GIVEN DATA ::
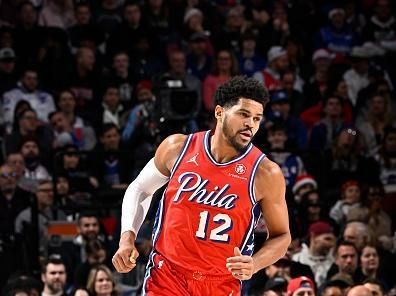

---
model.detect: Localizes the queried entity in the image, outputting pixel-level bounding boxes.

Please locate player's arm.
[226,158,290,280]
[113,134,187,273]
[252,158,291,271]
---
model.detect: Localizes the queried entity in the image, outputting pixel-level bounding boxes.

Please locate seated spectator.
[363,279,385,296]
[287,276,315,296]
[41,254,68,296]
[346,285,371,296]
[263,90,308,149]
[309,96,349,151]
[292,221,336,286]
[98,84,126,130]
[0,47,18,96]
[319,281,343,296]
[38,0,75,29]
[1,69,56,131]
[86,265,120,296]
[74,239,108,288]
[314,8,357,57]
[56,145,98,196]
[186,32,213,81]
[15,179,67,258]
[266,124,306,189]
[203,49,238,113]
[91,123,132,191]
[237,30,266,78]
[281,70,305,117]
[330,180,362,226]
[292,174,318,204]
[374,127,396,194]
[326,240,359,283]
[49,110,97,151]
[19,137,51,184]
[254,46,289,92]
[357,93,395,157]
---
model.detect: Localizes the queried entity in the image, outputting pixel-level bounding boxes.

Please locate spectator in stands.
[265,90,308,149]
[286,276,315,296]
[38,0,75,29]
[68,2,104,51]
[95,0,123,39]
[57,90,92,133]
[314,8,357,56]
[357,93,395,157]
[0,163,30,236]
[6,152,25,183]
[86,265,119,296]
[327,240,359,283]
[56,144,98,196]
[106,2,148,58]
[15,179,66,257]
[363,0,396,53]
[343,222,372,252]
[237,30,266,78]
[374,127,396,193]
[0,47,17,96]
[2,69,56,131]
[41,255,68,296]
[309,96,348,151]
[18,137,51,184]
[254,46,289,92]
[69,47,101,122]
[92,123,131,191]
[297,190,330,237]
[346,285,371,296]
[292,221,336,286]
[281,70,305,117]
[186,32,213,81]
[266,124,305,189]
[13,1,44,67]
[105,52,135,107]
[320,282,343,296]
[330,180,362,226]
[203,49,238,112]
[49,110,97,151]
[292,174,318,204]
[363,279,385,296]
[73,288,90,296]
[98,84,125,130]
[74,239,108,288]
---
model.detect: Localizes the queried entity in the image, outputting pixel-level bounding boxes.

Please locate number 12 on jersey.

WHAT TO DO :: Leaving the pictures behind, return every line above exactly.

RESULT FOR THIS EXERCISE ::
---
model.detect: Localizes the queried entity in the image, outputting pixel-level bounding boxes.

Please locate player's arm.
[226,158,290,280]
[113,134,187,273]
[252,158,291,271]
---
model.detect: Localizes the queried entity in the image, outputting pixel-level bounding boxes.

Please locate seated spectator.
[363,279,385,296]
[287,276,315,296]
[41,254,68,296]
[346,285,371,296]
[263,90,308,149]
[309,96,349,151]
[292,221,336,286]
[98,84,126,130]
[0,47,18,96]
[319,281,343,296]
[38,0,75,29]
[1,69,56,131]
[86,265,120,296]
[74,239,108,288]
[314,8,357,57]
[56,145,98,196]
[186,32,213,81]
[15,179,67,258]
[266,124,306,189]
[203,49,238,113]
[91,123,132,191]
[237,30,266,78]
[281,70,305,117]
[330,180,362,226]
[292,174,318,204]
[374,127,396,194]
[326,240,359,283]
[49,110,97,151]
[19,137,51,184]
[254,46,289,92]
[357,93,395,157]
---
model.detect: Localizes the queried entity in the image, outputting pixel-level bounding boxes.

Please locate spectator in stands.
[265,90,308,149]
[286,276,315,296]
[38,0,75,29]
[68,2,104,51]
[95,0,123,39]
[57,90,92,133]
[314,8,357,56]
[357,93,395,157]
[0,163,30,236]
[6,152,25,183]
[86,265,119,296]
[327,240,359,283]
[56,144,98,196]
[106,2,148,58]
[15,179,66,257]
[363,0,396,53]
[343,222,372,252]
[237,30,266,78]
[374,127,396,193]
[0,47,17,96]
[2,69,56,131]
[41,255,68,296]
[309,96,348,151]
[18,137,51,184]
[254,46,289,92]
[69,47,101,122]
[92,123,131,191]
[297,190,330,237]
[346,285,371,296]
[292,221,336,286]
[281,70,305,117]
[186,32,213,81]
[266,124,305,189]
[13,1,44,67]
[105,52,135,107]
[320,282,343,296]
[330,180,362,226]
[203,49,238,112]
[49,110,97,151]
[292,174,318,204]
[363,279,385,296]
[73,288,90,296]
[98,84,125,130]
[74,239,108,288]
---
model.detect: Localizes the queried entity in the image, outputting pixel-level bounding boxes.

Please locate number 12 on jersey.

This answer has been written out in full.